Repeat the data exactly, so that every line matches the original.

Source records
......

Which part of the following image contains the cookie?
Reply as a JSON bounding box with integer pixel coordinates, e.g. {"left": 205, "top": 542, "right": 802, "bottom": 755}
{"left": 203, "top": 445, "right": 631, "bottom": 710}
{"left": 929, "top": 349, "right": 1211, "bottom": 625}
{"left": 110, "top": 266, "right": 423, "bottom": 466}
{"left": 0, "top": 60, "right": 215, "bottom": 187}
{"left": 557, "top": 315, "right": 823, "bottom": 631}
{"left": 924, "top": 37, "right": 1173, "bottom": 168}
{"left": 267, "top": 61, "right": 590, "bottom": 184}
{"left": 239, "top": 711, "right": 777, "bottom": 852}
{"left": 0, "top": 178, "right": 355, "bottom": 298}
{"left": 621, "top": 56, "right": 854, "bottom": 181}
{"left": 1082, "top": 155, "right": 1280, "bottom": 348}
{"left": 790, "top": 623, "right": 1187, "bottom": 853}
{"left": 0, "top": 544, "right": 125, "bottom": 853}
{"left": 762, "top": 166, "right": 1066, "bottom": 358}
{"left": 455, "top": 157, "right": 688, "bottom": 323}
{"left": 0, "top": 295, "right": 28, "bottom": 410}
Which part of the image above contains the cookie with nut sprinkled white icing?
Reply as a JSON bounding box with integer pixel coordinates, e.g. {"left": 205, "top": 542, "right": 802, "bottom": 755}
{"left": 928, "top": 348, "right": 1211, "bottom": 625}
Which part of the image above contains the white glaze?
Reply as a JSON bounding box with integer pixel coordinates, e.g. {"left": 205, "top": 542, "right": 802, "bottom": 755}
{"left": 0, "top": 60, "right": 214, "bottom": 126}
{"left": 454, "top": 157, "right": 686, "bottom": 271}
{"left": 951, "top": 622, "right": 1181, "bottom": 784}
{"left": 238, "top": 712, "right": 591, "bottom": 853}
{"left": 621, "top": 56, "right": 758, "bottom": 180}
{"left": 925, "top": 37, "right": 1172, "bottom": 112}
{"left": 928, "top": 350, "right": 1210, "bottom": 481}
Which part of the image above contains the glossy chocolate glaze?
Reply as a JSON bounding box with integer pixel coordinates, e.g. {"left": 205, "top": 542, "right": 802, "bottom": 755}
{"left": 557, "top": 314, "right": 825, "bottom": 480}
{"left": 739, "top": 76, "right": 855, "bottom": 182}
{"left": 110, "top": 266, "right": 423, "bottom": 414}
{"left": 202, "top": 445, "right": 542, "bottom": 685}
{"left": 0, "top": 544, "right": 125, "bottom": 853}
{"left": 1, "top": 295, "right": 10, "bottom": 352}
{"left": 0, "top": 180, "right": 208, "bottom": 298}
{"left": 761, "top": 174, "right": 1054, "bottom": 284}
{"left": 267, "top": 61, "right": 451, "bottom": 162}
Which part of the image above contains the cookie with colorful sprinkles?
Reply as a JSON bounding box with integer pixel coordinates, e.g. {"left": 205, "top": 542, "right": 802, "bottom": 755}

......

RESPONSE FOR THIS EXERCISE
Which part of the following image contains the cookie?
Reply as a JSON bounding box with integer pixel coordinates, e.g. {"left": 205, "top": 542, "right": 802, "bottom": 755}
{"left": 203, "top": 445, "right": 631, "bottom": 710}
{"left": 929, "top": 349, "right": 1211, "bottom": 625}
{"left": 110, "top": 266, "right": 423, "bottom": 466}
{"left": 0, "top": 60, "right": 215, "bottom": 187}
{"left": 557, "top": 315, "right": 823, "bottom": 631}
{"left": 924, "top": 37, "right": 1173, "bottom": 168}
{"left": 267, "top": 61, "right": 590, "bottom": 184}
{"left": 239, "top": 711, "right": 777, "bottom": 852}
{"left": 0, "top": 178, "right": 355, "bottom": 298}
{"left": 621, "top": 56, "right": 854, "bottom": 181}
{"left": 1082, "top": 155, "right": 1280, "bottom": 348}
{"left": 790, "top": 623, "right": 1187, "bottom": 853}
{"left": 0, "top": 544, "right": 125, "bottom": 853}
{"left": 762, "top": 166, "right": 1066, "bottom": 358}
{"left": 455, "top": 157, "right": 688, "bottom": 323}
{"left": 0, "top": 295, "right": 28, "bottom": 410}
Which part of the image above contains the cookie with nut sprinkled white icing?
Reply as a JSON bounding box with integer pixel coordinates, e.g. {"left": 205, "top": 542, "right": 802, "bottom": 755}
{"left": 928, "top": 348, "right": 1211, "bottom": 625}
Which part of the image above contains the white glaze?
Reply as a JSON bounding box with integer pixel coordinates, e.g. {"left": 205, "top": 542, "right": 802, "bottom": 755}
{"left": 0, "top": 60, "right": 214, "bottom": 126}
{"left": 454, "top": 157, "right": 686, "bottom": 271}
{"left": 951, "top": 622, "right": 1181, "bottom": 784}
{"left": 238, "top": 712, "right": 591, "bottom": 853}
{"left": 621, "top": 56, "right": 758, "bottom": 180}
{"left": 925, "top": 37, "right": 1172, "bottom": 112}
{"left": 928, "top": 350, "right": 1210, "bottom": 481}
Which part of the image above contains the glossy chocolate glaze?
Reply as a JSON bounding box with integer pixel coordinates, e.g. {"left": 205, "top": 542, "right": 802, "bottom": 755}
{"left": 557, "top": 314, "right": 825, "bottom": 480}
{"left": 739, "top": 76, "right": 855, "bottom": 182}
{"left": 110, "top": 266, "right": 423, "bottom": 414}
{"left": 202, "top": 445, "right": 542, "bottom": 685}
{"left": 0, "top": 544, "right": 125, "bottom": 853}
{"left": 1, "top": 295, "right": 10, "bottom": 352}
{"left": 0, "top": 180, "right": 208, "bottom": 298}
{"left": 761, "top": 174, "right": 1054, "bottom": 284}
{"left": 267, "top": 61, "right": 451, "bottom": 162}
Which part of the image above contains the cookie with colorful sprinkles?
Reply as a JSON bounding box with integer pixel coordinates, e.g. {"left": 205, "top": 542, "right": 802, "bottom": 755}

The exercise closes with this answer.